▶ WHAT NEEDS TO BE DONE:
Extract each of the lines below that contains the string "wheel". Matching is case-sensitive.
# Start of SUPPLIED DATA
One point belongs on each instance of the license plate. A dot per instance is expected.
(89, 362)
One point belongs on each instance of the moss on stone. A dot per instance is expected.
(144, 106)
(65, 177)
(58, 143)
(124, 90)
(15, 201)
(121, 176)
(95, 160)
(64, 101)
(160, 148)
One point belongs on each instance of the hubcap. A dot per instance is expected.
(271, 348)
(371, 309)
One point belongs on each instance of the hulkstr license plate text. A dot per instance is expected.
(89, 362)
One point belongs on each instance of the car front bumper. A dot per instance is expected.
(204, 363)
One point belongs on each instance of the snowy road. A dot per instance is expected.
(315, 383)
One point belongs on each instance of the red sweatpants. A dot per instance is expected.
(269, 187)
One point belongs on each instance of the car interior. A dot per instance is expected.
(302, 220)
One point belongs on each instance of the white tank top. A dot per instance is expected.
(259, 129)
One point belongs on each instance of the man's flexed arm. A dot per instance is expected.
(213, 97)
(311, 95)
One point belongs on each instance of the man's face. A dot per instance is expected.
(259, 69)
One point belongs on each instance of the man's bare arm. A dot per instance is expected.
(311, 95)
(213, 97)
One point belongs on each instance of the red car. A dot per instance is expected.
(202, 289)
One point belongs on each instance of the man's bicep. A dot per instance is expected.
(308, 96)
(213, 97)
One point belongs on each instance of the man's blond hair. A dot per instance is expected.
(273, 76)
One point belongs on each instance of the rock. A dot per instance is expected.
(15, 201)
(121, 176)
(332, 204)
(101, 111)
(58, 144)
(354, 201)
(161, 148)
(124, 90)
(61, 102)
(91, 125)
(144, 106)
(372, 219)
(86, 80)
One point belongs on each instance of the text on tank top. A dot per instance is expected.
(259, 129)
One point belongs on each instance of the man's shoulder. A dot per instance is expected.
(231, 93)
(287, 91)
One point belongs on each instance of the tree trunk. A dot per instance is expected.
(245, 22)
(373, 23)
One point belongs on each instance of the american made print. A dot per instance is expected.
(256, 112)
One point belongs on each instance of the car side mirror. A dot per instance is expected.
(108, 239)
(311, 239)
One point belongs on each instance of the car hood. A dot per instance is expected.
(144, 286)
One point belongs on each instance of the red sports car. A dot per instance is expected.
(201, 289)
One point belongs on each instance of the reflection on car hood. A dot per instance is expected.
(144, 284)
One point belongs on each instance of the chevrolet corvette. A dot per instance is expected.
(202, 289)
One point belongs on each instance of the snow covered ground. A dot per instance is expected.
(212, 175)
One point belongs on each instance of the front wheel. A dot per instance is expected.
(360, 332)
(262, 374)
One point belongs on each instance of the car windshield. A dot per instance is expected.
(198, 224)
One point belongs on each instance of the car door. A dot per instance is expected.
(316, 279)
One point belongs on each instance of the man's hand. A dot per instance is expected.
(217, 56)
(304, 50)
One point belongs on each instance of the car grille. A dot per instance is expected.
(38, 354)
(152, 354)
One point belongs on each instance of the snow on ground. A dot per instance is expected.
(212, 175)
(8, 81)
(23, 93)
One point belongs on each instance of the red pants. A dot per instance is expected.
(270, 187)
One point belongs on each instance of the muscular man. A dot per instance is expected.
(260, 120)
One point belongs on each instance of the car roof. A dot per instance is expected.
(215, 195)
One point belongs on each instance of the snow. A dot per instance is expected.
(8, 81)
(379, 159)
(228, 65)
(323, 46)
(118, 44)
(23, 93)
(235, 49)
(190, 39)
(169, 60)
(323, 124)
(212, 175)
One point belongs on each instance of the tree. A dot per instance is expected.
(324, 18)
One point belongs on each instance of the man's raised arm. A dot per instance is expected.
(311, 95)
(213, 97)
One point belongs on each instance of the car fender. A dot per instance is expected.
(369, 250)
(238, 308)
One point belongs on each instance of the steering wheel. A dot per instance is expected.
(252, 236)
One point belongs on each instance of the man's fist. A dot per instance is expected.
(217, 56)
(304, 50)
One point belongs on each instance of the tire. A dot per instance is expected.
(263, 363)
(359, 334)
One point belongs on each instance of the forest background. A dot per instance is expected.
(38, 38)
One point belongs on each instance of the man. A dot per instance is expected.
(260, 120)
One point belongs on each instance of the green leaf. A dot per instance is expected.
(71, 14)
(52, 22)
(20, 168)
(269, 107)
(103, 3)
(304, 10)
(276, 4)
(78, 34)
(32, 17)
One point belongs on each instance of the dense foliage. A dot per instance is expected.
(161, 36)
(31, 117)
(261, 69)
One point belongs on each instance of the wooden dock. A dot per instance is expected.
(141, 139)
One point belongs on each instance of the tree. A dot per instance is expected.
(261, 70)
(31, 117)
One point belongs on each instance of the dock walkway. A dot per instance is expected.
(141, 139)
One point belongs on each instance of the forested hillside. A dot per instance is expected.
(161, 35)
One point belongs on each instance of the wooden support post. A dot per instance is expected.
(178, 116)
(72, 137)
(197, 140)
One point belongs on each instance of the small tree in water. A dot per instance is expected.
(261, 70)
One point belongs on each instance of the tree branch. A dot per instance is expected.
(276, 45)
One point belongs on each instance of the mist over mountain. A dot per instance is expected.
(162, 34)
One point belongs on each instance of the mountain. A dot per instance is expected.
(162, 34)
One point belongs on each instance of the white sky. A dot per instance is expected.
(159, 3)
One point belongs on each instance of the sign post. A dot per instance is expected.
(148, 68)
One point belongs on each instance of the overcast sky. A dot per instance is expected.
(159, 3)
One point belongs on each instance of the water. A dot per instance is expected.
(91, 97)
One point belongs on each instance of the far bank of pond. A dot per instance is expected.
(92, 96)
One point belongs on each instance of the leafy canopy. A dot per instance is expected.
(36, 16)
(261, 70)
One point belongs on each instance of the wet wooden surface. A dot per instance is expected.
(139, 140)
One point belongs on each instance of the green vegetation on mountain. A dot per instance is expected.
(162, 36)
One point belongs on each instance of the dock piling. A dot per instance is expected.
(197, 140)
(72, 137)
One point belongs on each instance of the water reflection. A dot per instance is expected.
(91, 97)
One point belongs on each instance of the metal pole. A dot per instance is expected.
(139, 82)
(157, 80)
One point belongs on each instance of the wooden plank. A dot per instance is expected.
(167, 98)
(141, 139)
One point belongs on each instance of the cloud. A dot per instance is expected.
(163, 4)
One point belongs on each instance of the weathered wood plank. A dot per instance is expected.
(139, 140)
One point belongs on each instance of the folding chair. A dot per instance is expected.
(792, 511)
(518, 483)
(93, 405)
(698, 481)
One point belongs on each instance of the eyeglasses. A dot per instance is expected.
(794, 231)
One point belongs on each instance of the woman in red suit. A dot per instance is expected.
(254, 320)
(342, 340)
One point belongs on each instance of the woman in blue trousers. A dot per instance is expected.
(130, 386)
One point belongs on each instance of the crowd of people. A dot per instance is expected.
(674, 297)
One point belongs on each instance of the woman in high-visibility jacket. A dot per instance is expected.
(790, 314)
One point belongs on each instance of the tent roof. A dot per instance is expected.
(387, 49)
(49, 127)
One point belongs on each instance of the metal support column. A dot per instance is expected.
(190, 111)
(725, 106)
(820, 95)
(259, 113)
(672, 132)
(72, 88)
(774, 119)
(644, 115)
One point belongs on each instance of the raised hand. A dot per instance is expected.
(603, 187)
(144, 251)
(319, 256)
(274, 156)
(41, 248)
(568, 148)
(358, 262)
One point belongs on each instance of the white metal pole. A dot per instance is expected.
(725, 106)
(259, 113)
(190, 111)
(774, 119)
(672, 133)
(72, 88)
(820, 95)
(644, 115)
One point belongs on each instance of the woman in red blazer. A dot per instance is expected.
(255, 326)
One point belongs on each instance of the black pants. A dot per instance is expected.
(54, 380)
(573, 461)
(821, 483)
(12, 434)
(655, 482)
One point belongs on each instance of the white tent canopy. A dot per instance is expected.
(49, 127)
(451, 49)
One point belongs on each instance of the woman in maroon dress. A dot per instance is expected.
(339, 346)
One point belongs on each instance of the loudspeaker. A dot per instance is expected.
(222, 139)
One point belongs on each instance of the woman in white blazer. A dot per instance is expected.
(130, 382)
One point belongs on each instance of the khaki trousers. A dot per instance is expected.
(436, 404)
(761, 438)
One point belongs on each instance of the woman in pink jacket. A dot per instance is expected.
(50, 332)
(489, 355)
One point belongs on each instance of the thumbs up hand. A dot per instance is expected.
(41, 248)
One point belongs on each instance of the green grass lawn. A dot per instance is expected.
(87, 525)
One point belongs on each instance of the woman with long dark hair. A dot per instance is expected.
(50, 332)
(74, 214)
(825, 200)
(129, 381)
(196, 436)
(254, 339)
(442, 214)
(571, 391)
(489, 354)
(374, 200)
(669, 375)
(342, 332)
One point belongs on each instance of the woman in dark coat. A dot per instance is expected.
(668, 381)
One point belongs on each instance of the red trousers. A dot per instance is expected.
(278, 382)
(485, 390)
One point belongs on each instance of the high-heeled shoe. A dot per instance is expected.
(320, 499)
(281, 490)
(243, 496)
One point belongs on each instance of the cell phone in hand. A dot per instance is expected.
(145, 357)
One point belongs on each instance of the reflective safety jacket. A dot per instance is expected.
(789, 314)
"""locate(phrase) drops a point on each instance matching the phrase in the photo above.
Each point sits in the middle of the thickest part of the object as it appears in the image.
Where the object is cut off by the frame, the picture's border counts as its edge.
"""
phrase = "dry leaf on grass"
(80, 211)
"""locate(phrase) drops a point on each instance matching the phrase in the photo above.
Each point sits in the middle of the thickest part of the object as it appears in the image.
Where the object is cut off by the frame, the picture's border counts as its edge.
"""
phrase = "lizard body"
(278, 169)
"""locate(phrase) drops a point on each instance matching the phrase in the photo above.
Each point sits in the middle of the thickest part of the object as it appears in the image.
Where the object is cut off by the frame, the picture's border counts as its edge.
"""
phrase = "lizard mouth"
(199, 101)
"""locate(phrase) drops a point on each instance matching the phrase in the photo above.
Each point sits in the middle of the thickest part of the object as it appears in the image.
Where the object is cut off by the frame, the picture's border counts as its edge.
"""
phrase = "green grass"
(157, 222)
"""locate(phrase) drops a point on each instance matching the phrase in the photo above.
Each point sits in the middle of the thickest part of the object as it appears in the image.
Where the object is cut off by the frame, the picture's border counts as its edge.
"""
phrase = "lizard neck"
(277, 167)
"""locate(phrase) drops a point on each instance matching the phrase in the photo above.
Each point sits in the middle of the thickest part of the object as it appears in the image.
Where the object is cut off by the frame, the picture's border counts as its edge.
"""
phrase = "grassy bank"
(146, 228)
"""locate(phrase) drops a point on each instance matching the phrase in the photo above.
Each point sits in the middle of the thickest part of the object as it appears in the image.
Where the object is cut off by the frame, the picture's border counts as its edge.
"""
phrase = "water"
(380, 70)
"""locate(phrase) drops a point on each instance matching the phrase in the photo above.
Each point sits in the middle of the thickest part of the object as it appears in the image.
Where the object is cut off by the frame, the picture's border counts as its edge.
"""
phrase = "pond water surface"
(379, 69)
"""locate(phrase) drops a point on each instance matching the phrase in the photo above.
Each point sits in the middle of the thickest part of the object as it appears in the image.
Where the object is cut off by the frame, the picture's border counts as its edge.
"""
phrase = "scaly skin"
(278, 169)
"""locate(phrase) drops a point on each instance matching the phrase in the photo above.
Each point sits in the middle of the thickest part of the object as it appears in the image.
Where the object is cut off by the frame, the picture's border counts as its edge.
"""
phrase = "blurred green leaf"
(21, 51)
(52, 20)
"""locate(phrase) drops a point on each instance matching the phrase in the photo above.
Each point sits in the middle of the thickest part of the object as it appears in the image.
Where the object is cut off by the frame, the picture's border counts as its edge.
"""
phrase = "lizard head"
# End of SUPPLIED DATA
▶ EXERCISE SOLUTION:
One point belongs on each instance of the front wheel. A dot per instance is expected.
One point belongs on each instance of the steering wheel. A dot per instance is expected.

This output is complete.